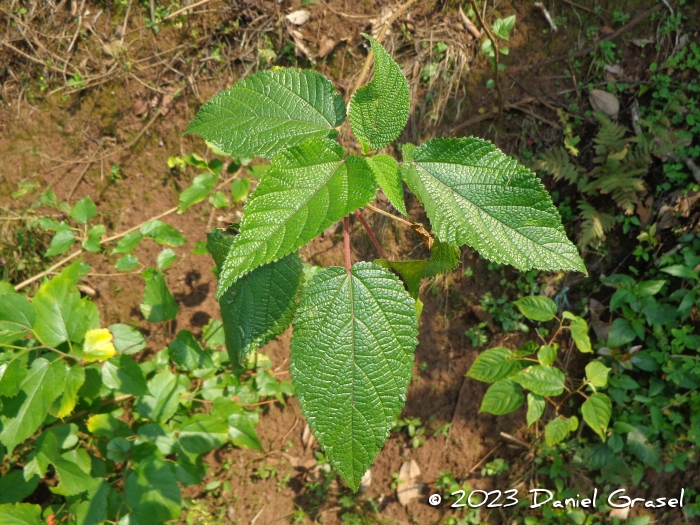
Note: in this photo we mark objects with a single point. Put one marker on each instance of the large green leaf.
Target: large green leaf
(386, 171)
(475, 194)
(269, 111)
(502, 398)
(493, 364)
(24, 413)
(61, 315)
(16, 313)
(20, 514)
(541, 380)
(307, 188)
(352, 353)
(379, 111)
(260, 305)
(152, 491)
(596, 411)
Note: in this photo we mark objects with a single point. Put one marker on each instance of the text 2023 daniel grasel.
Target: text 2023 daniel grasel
(617, 500)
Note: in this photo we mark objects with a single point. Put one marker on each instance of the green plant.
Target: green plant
(355, 327)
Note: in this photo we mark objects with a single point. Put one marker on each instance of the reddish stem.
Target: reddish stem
(346, 242)
(371, 235)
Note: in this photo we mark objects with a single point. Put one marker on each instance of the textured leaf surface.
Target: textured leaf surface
(474, 194)
(269, 111)
(379, 111)
(260, 305)
(308, 188)
(386, 171)
(25, 412)
(352, 353)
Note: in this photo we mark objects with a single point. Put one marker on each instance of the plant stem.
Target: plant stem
(496, 54)
(346, 243)
(371, 235)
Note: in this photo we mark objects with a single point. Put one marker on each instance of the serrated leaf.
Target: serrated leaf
(127, 243)
(503, 397)
(152, 492)
(308, 188)
(158, 303)
(537, 307)
(269, 111)
(127, 263)
(379, 111)
(16, 313)
(84, 210)
(25, 412)
(165, 259)
(187, 354)
(163, 399)
(541, 380)
(124, 375)
(597, 373)
(556, 430)
(202, 433)
(546, 355)
(596, 411)
(201, 187)
(444, 258)
(535, 408)
(386, 171)
(579, 333)
(163, 233)
(493, 364)
(474, 194)
(352, 354)
(60, 242)
(20, 514)
(65, 404)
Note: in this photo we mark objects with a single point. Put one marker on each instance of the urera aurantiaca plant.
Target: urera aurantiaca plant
(355, 328)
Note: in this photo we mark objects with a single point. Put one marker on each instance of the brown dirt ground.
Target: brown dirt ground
(47, 139)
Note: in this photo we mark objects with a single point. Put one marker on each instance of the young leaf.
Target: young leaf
(83, 211)
(260, 305)
(158, 303)
(127, 243)
(597, 373)
(444, 258)
(386, 171)
(579, 333)
(270, 111)
(164, 396)
(556, 430)
(201, 187)
(307, 189)
(124, 375)
(541, 380)
(537, 307)
(187, 354)
(596, 411)
(379, 111)
(60, 242)
(20, 514)
(502, 398)
(42, 385)
(352, 353)
(474, 194)
(163, 233)
(152, 492)
(493, 364)
(16, 313)
(535, 408)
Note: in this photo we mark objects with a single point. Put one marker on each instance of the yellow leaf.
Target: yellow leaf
(98, 345)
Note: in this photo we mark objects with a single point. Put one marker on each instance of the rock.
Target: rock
(603, 101)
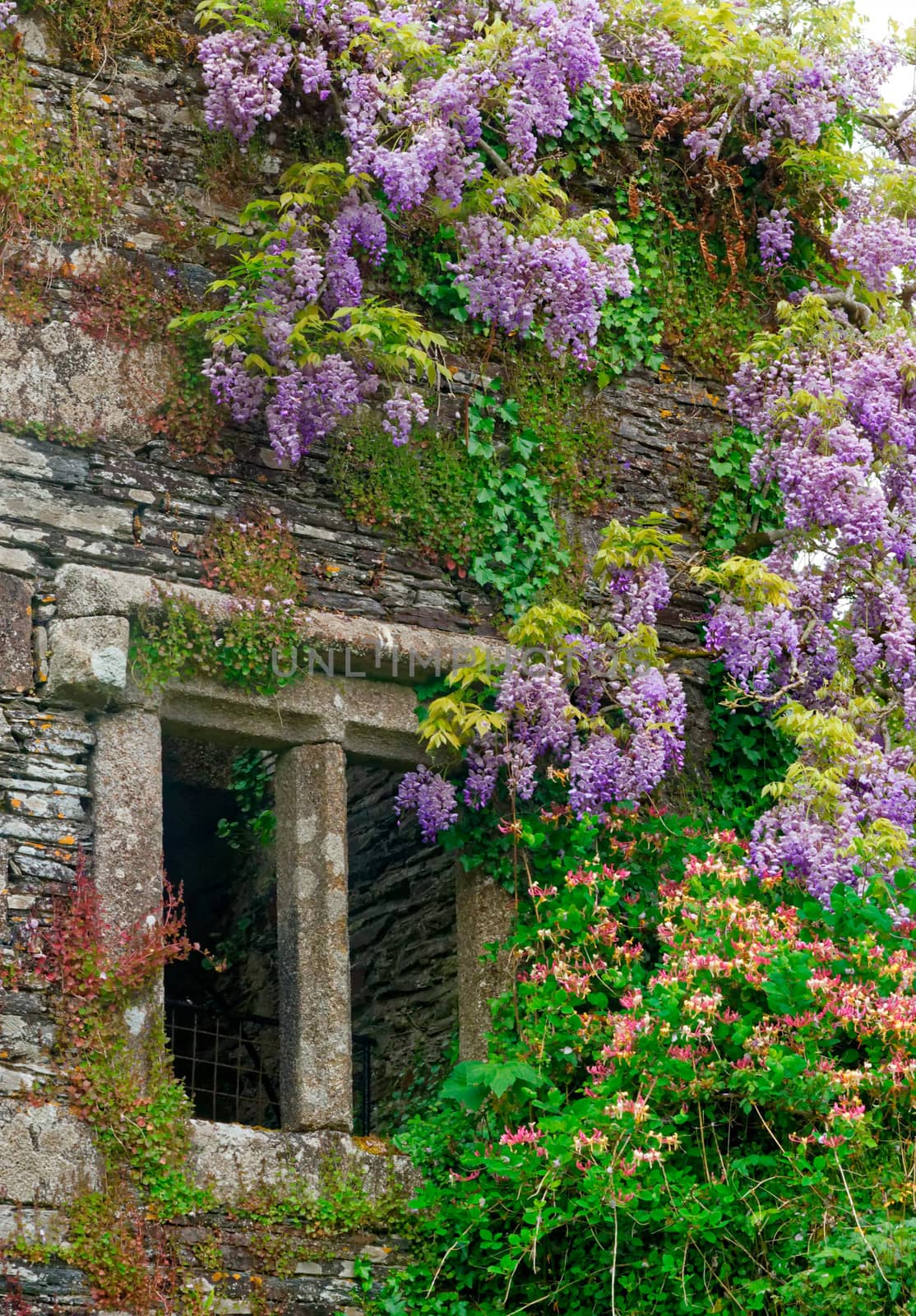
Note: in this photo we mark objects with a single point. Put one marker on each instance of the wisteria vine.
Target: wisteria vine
(451, 109)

## Problem details
The line containing "the yellow leaf." and every line after it, through the end of the material above, are to be printed exactly; no pictures belong in the output.

## Final answer
Note: in this photo we mark objects with a single point. Put one marker on each instance of the yellow leaf.
Target: yellow leaf
(98, 345)
Note: in this photo we mark objects with a single point. Put one marker on each instance of the rock.
Target: rock
(603, 101)
Note: in this photo we mark objects with a single point. Put one marker on each instance of the wisteria vine.
Target: wisteria vine
(451, 109)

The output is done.